#### Exercise requirements
Each line should be copied exactly.

[Location annotation dataset excerpts]
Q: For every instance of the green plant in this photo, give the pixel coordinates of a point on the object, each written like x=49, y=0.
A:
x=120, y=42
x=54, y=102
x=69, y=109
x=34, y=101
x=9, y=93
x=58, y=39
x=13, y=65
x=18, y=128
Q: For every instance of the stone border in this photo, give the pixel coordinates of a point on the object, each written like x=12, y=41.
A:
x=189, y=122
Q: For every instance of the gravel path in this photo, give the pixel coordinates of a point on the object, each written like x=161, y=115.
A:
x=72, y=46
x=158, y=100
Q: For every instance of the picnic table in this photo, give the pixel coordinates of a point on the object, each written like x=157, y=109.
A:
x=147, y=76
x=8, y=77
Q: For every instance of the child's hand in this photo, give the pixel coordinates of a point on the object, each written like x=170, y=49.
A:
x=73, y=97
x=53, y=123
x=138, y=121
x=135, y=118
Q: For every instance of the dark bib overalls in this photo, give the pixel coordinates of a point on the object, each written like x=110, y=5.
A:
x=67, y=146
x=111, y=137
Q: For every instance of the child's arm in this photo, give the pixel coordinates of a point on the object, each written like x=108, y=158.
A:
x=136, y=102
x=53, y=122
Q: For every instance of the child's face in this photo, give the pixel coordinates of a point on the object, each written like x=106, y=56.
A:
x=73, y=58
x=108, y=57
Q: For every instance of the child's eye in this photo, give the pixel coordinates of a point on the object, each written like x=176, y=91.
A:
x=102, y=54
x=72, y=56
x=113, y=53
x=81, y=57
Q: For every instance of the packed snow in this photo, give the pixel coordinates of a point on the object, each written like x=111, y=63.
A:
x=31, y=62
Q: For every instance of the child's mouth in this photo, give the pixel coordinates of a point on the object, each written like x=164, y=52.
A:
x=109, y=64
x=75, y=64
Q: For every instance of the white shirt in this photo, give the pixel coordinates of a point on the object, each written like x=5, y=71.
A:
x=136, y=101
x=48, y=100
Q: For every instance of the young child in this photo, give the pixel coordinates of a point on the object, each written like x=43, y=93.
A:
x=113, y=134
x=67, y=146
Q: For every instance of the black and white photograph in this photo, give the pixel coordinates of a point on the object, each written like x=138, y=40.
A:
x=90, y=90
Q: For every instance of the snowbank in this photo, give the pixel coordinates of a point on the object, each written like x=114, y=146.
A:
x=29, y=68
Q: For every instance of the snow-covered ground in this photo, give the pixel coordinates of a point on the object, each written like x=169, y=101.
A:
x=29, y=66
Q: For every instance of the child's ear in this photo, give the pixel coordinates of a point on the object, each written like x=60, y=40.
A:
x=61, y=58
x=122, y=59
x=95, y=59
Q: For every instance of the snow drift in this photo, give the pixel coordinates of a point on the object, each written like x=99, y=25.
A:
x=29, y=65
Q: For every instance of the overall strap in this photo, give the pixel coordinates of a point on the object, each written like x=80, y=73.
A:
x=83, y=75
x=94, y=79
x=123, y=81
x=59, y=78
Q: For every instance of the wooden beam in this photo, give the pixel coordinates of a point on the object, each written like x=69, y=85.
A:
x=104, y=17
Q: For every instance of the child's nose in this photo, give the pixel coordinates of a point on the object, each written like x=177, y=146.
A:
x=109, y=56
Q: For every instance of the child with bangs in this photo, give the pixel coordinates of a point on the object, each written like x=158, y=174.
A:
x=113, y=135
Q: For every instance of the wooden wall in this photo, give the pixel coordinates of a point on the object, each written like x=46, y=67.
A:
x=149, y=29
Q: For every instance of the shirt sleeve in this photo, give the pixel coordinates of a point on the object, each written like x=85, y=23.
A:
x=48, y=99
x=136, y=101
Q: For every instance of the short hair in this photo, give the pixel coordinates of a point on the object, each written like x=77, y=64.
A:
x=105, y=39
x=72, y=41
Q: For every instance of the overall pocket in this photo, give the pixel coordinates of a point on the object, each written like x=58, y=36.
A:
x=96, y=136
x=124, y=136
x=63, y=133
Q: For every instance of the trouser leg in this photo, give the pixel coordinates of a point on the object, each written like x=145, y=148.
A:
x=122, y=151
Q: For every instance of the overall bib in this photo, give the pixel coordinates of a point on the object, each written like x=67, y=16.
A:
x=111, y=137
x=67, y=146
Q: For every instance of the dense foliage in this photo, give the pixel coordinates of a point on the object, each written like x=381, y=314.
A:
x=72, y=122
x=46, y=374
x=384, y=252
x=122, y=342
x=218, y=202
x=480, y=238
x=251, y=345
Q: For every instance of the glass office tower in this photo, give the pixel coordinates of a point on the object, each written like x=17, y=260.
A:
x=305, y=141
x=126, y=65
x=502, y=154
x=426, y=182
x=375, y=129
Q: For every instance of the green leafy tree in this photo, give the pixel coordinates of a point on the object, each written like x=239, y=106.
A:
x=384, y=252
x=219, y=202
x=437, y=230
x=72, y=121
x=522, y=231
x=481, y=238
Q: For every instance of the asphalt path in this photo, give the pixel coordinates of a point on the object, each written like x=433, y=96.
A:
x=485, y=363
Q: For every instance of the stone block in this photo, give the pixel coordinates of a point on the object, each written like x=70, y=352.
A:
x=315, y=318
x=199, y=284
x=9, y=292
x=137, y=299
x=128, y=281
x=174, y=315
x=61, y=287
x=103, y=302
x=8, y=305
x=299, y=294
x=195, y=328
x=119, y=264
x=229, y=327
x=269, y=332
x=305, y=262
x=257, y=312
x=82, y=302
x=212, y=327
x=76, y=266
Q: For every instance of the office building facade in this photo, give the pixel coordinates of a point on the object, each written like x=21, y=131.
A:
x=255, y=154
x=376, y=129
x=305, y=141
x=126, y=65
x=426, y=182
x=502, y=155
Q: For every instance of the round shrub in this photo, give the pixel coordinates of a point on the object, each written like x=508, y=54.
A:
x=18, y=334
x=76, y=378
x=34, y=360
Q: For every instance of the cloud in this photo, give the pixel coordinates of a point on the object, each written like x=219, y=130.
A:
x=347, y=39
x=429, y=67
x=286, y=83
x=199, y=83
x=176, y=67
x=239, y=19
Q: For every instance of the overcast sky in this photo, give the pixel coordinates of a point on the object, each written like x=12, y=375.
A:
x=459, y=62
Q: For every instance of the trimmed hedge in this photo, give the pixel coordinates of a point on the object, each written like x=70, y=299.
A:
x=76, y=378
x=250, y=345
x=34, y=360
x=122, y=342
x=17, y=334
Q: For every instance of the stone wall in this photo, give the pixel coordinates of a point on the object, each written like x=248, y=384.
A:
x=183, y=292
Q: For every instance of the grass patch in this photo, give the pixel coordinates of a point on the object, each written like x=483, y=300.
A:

#### Expected answer
Q: For every instance of the green plant in this photo, give the pixel coordinates of a point on the object, each written like x=49, y=0.
A:
x=120, y=42
x=54, y=102
x=69, y=109
x=34, y=101
x=9, y=93
x=58, y=39
x=13, y=65
x=18, y=128
Q: For every instance of the stone border in this photo, give the pixel coordinates of a point on the object, each written like x=12, y=41.
A:
x=189, y=122
Q: For every instance of the gravel path in this photo, give the pixel coordinates of a point on the object, each written like x=161, y=115.
A:
x=72, y=46
x=158, y=100
Q: For every instance of the picnic table in this photo, give the pixel coordinates of a point on the object, each written like x=157, y=109.
A:
x=147, y=76
x=8, y=77
Q: For every instance of the child's hand in this photo, give the pixel coordinates of a point on the object, each written like x=170, y=49.
A:
x=73, y=97
x=53, y=123
x=138, y=121
x=135, y=118
Q: For every instance of the dark bib overalls in this photo, give the pixel coordinates of a point on the object, each written like x=110, y=5.
A:
x=67, y=146
x=111, y=137
Q: For every instance of the child's arm in this photo, give the pixel coordinates of a point on the object, each written like x=108, y=158.
A:
x=136, y=102
x=53, y=122
Q: For every instance of the child's face in this photo, give the pixel coordinates of a point on the object, each written like x=106, y=56.
A:
x=73, y=58
x=108, y=57
Q: For every instance of the child's eye in this photo, give the pixel coordinates of a point on the object, each written like x=176, y=91.
A:
x=102, y=54
x=72, y=56
x=113, y=53
x=81, y=57
Q: For every instance of the packed snow in this photo, give the pixel coordinates of a point on the object, each written like x=111, y=63.
A:
x=31, y=62
Q: For every instance of the child's mouth in this photo, give the pixel coordinates of a point on the object, each written like x=164, y=52.
A:
x=109, y=64
x=75, y=64
Q: For every instance of the white shirt in this photo, give the pixel coordinates of a point on the object, each written like x=5, y=71.
A:
x=136, y=101
x=48, y=100
Q: For every instance of the young child in this photo, give the pixel coordinates of a point on the object, each written like x=43, y=93.
A:
x=113, y=134
x=67, y=146
Q: For every instance of the black and white photograph in this photo, give the pixel coordinates of a point on the object, each written like x=138, y=40.
A:
x=90, y=90
Q: For every instance of the snowbank in this photo, give the pixel coordinates of a point on the object, each written like x=114, y=146.
A:
x=29, y=68
Q: For every instance of the snow-covered ground in this photo, give the pixel coordinates of a point on the object, each written like x=169, y=101.
A:
x=29, y=66
Q: For every instance of the child's ear in this photo, give the pixel coordinates of a point on the object, each written like x=60, y=40.
A:
x=61, y=58
x=122, y=59
x=95, y=59
Q: For every instance of the snow drift in this photo, give the pixel coordinates of a point on the object, each written like x=99, y=25.
A:
x=29, y=65
Q: For every instance of the overall strap in this photo, give the pixel coordinates of a point on the object, each written like x=80, y=73.
A:
x=83, y=75
x=94, y=79
x=123, y=81
x=59, y=78
Q: For every instance of the wooden beam in this photo, give the pixel coordinates of a point on the object, each written like x=69, y=85.
A:
x=104, y=17
Q: For every instance of the child's nose in this photo, give the pixel coordinates of a point on the object, each written like x=177, y=146.
A:
x=109, y=56
Q: For every instance of the child with bangs in this photo, give the pixel coordinates of a point on the object, each written like x=158, y=174.
A:
x=113, y=135
Q: For every instance of the wooden wall in this photo, give the pixel coordinates of a point on the object, each written like x=46, y=67.
A:
x=149, y=29
Q: For every instance of the shirt sleeve in this photo, give the pixel coordinates of a point on the object, each written like x=85, y=23.
A:
x=48, y=99
x=136, y=101
Q: For every instance of the short hair in this photo, give the pixel coordinates of a point on the object, each written like x=77, y=64.
A:
x=105, y=39
x=72, y=41
Q: For every instance of the overall pocket in this photo, give the pixel coordinates of a point on the object, each written like x=58, y=36.
A:
x=96, y=136
x=124, y=136
x=63, y=133
Q: For every instance of the trouser leg in this photo, give the pixel coordinates of a point on the object, each written like x=145, y=148.
A:
x=122, y=151
Q: For every instance of the overall bib in this photo, give the pixel coordinates of a point on the object, each written like x=67, y=16.
A:
x=111, y=137
x=67, y=146
Q: For every instance of the dense foliage in this photo, give the pixel coordinates of a point on the object, each written like x=381, y=314.
A:
x=72, y=122
x=46, y=374
x=384, y=252
x=122, y=342
x=218, y=202
x=480, y=238
x=251, y=345
Q: For every instance of the glass office tower in this photo, give the pixel coordinates of a point on the object, each written like x=17, y=260.
A:
x=305, y=141
x=126, y=65
x=502, y=154
x=426, y=182
x=375, y=129
Q: For every instance of the green leafy tree in this photo, give the pixel coordinates of a point on the object, each written like x=239, y=106.
A:
x=384, y=252
x=219, y=202
x=437, y=230
x=72, y=121
x=522, y=231
x=481, y=238
Q: For every instance of the asphalt path in this photo, give the pixel coordinates of a point on the object, each written like x=433, y=96.
A:
x=485, y=363
Q: For every instance of the stone block in this photo, give the pixel coordinates of a point on the object, each written like x=70, y=352.
A:
x=315, y=318
x=199, y=284
x=9, y=292
x=137, y=299
x=128, y=281
x=174, y=315
x=61, y=287
x=103, y=302
x=8, y=305
x=299, y=294
x=195, y=328
x=119, y=264
x=229, y=327
x=269, y=332
x=305, y=262
x=257, y=312
x=82, y=302
x=212, y=327
x=76, y=266
Q: For every instance of the office building facade in this photo, give the pixel coordinates of a point on the object, each written like x=21, y=131.
A:
x=255, y=154
x=376, y=129
x=305, y=141
x=126, y=65
x=426, y=182
x=502, y=155
Q: For every instance of the round shrub in this photo, give the pixel coordinates of a point on the object, each written like x=508, y=54.
A:
x=18, y=334
x=76, y=378
x=34, y=360
Q: For every instance of the cloud in this photo, give the pixel coordinates of a point on the object, each written like x=219, y=130.
A:
x=347, y=39
x=429, y=67
x=286, y=83
x=199, y=83
x=176, y=67
x=239, y=19
Q: For every instance of the overcast sky in this photo, give the pixel coordinates of a point on the object, each written like x=12, y=375.
A:
x=459, y=62
Q: For every instance of the trimmed hedge in this photo, give the pixel coordinates of a point on the object, each written like x=70, y=299.
A:
x=76, y=378
x=250, y=345
x=34, y=360
x=122, y=342
x=17, y=334
Q: For every instance of the stone wall in this photo, give the pixel coordinates of a point on the object, each written like x=248, y=384.
A:
x=183, y=292
Q: For every instance of the grass patch in this photo, give the pixel coordinates of a point on the object, each written like x=483, y=300.
A:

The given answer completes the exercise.